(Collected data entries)
==============================

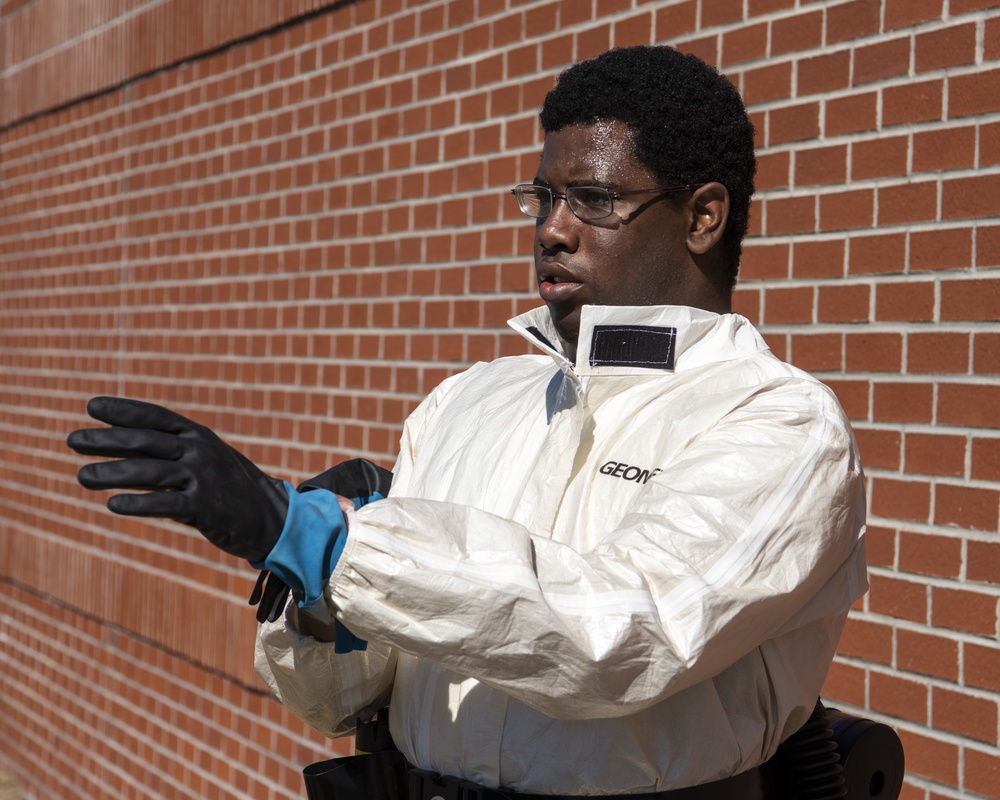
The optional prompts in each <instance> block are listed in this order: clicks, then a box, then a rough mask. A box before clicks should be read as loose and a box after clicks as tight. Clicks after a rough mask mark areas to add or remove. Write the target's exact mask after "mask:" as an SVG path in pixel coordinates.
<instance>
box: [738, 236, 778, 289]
mask: <svg viewBox="0 0 1000 800" xmlns="http://www.w3.org/2000/svg"><path fill="white" fill-rule="evenodd" d="M788 257H789V247H788V245H787V244H759V243H757V242H754V241H750V242H748V243H747V244H746V245H745V246H744V248H743V255H742V256H741V258H740V279H741V280H746V281H755V280H768V279H774V278H787V277H788Z"/></svg>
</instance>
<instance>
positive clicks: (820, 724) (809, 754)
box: [782, 702, 847, 800]
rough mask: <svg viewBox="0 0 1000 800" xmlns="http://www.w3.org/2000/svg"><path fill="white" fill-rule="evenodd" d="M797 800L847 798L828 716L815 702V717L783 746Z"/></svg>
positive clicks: (825, 711)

==============================

▶ INSTRUCTION
Set the records down again exactly, and omit any picture in them.

▶ WRITTEN ANSWER
The optional prompts in each <instance> block are listed in this order: clicks, then a box, then a rough mask. A box before clicks should be read as loose and a box after clicks as tight. Clicks after a rough mask mark areas to add or remove. Write the target's exact mask after "mask:" as an SVG path in pixel coordinates.
<instance>
box: [738, 236, 778, 289]
mask: <svg viewBox="0 0 1000 800" xmlns="http://www.w3.org/2000/svg"><path fill="white" fill-rule="evenodd" d="M788 257H789V247H788V245H787V244H759V243H757V242H754V241H750V242H748V243H747V244H746V245H745V246H744V248H743V255H742V256H741V258H740V279H741V280H746V281H755V280H768V279H774V278H787V277H788Z"/></svg>
</instance>
<instance>
positive clicks: (820, 724) (809, 754)
box: [782, 702, 847, 800]
rough mask: <svg viewBox="0 0 1000 800" xmlns="http://www.w3.org/2000/svg"><path fill="white" fill-rule="evenodd" d="M797 800L847 798L828 716L815 702V717L783 746Z"/></svg>
positive clicks: (825, 711)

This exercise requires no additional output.